Look for "player" in each line of the entries, and return the matching lines.

[[ Data shown open ]]

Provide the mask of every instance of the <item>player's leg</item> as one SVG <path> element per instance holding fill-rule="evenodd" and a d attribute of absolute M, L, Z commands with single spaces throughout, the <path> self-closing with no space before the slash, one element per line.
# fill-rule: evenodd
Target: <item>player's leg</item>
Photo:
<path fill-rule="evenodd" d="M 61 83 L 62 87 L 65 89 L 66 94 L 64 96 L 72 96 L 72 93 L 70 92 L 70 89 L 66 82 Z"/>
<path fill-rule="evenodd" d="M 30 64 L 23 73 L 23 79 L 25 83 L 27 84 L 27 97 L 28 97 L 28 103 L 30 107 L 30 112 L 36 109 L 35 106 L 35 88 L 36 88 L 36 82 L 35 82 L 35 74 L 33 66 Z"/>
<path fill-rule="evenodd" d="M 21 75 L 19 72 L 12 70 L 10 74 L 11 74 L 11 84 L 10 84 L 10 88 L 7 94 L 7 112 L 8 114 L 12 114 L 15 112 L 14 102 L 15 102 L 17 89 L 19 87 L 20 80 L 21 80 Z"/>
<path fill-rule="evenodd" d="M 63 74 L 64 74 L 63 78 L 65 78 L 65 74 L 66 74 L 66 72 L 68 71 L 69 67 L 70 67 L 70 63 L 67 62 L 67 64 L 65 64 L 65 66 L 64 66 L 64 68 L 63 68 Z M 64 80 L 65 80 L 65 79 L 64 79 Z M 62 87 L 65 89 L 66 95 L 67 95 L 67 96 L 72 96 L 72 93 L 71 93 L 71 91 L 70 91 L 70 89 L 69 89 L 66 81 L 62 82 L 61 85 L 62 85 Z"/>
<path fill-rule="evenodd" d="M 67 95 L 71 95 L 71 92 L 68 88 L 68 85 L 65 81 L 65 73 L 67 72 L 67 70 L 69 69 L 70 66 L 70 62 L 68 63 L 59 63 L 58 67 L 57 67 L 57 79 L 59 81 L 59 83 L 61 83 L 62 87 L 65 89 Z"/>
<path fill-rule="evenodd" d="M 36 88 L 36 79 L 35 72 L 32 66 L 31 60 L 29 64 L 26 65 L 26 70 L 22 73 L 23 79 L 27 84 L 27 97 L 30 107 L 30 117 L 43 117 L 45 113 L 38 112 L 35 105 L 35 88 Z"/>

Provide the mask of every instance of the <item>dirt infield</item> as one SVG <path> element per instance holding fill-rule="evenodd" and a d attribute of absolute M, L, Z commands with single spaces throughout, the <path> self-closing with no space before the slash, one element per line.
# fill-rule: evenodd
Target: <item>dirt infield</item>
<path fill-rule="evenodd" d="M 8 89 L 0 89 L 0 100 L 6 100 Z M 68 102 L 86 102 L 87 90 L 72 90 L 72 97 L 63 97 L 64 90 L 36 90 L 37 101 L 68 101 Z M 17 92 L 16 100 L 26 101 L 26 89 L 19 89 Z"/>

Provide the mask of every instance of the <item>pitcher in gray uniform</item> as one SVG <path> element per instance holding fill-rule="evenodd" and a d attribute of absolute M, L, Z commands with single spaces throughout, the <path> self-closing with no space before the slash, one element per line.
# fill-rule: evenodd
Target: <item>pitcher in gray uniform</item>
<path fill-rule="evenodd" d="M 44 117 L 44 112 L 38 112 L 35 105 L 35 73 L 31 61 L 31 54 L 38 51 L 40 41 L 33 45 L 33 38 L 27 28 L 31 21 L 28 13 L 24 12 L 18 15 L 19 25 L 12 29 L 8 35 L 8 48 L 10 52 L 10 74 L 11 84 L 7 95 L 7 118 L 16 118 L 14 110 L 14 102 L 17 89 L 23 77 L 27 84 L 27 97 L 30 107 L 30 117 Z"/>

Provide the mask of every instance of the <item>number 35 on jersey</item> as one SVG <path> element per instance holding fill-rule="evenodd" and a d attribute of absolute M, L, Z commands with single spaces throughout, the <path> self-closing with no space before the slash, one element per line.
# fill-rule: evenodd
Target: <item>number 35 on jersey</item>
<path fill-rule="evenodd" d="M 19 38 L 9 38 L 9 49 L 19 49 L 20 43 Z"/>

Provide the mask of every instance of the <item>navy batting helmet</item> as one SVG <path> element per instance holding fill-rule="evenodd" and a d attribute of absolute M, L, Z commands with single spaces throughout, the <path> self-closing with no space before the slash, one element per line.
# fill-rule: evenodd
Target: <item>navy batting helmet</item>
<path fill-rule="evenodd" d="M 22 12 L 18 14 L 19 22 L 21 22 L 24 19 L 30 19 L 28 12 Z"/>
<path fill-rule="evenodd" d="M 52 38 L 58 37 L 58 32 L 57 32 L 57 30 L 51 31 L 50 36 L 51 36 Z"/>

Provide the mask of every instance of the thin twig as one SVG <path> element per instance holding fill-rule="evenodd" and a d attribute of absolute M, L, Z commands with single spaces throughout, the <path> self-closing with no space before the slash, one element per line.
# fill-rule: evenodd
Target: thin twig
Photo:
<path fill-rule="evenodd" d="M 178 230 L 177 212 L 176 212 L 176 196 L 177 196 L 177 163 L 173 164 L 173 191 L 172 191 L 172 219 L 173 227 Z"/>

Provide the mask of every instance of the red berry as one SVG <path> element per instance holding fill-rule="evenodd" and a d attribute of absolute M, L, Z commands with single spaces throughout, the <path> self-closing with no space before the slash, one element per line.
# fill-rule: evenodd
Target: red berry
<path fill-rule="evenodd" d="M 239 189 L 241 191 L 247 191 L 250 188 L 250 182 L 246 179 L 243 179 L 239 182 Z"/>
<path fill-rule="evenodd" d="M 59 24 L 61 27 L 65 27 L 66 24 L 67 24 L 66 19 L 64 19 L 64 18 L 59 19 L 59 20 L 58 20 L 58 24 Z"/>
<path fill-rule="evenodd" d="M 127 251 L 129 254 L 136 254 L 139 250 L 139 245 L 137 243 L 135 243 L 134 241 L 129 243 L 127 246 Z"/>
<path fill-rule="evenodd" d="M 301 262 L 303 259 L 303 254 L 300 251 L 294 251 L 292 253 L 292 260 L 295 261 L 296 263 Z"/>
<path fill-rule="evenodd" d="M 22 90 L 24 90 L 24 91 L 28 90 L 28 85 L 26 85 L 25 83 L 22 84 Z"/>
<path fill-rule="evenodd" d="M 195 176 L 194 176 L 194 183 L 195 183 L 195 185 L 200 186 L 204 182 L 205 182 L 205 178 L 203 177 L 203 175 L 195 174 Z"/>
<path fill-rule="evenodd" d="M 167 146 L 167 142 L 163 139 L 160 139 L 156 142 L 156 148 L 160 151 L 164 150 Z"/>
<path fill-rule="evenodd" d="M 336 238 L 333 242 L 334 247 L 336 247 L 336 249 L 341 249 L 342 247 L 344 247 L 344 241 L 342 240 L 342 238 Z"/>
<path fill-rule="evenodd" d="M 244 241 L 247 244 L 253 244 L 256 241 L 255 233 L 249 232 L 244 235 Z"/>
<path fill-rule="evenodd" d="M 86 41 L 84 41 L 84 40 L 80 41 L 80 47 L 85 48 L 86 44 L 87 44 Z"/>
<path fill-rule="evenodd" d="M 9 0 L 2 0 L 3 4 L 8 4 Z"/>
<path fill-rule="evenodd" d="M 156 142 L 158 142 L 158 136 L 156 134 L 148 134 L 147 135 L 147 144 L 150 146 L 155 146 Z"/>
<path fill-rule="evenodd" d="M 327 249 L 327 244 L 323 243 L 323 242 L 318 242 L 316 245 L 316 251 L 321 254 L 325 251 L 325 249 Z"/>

[[ Data shown closed ]]

**Solution:**
Provide the mask of every instance of the <item>player's leg</item> as one SVG <path> element per instance holding fill-rule="evenodd" and a d attribute of absolute M, L, Z commands with single spaces throughout, the <path> self-closing with no space before the slash, one element per line.
Target: <item>player's leg</item>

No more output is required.